Here are limousines with the fins
Those fabulous fins! The 1950s had the “fin race” to see who could fashion the largest, the longest, with the most miles of chrome trim. The fin wars spanned the auto industry in the 1950s and early 1960s. For the 1959 model year the winner was obviously Cadillac. The leader had the tallest tail fins in the industry. The 1959 Fleetwood series Seventy-Five nine passenger sedan and formal limousine were perfectly suited for those fins.
Their regal not to mention imposing stature maintained the poised dignity that was the hallmark of every Cadillac. There was nothing more exclusive than a Fleetwood-bodied Cadillac. The Series Seventy-Five was the quintessential Flagship. In every aspect their mechanical performance conformed with the highly civilized luxury of their appointments….here begins another success story in the continuing saga of “As the Standard of the World Turns.”
The 1959 Cadillac presented a new realm of motoring majesty. In quality and craftsmanship it was a proud and logical successor to the illustrious Cadillac heritage. The talented artisans of Fleetwood coachcrafters created magnificent architecture for the 1959 Series Seventy-Five. No other motorcar received the respect and admiration of these regal sedans.
Seldom has a manufactured product been bestowed with such world-wide acclaim as the eloquent Series Seventy-Five. Their substantial yet ethereal beauty of silhouette, the elegant understatement of design, and the charisma of being a Cadillac made them classics among motorcars. Their aristocratic flair was dramatic and pronounced. Splendor was the constant companion to the passengers of these supremely gracious automobiles. This was so typical of the “Standard of the World.”

Exercise details: Repeat word for word the part of the text on the 1959 Cadillac Series Seventy-Five above, starting at "The 1959 Cadillac" and ending at "these regal sedans.".

Dataset section:
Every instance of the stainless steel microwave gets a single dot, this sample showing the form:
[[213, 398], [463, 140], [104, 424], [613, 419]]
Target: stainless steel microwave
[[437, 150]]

Expected answer:
The 1959 Cadillac presented a new realm of motoring majesty. In quality and craftsmanship it was a proud and logical successor to the illustrious Cadillac heritage. The talented artisans of Fleetwood coachcrafters created magnificent architecture for the 1959 Series Seventy-Five. No other motorcar received the respect and admiration of these regal sedans.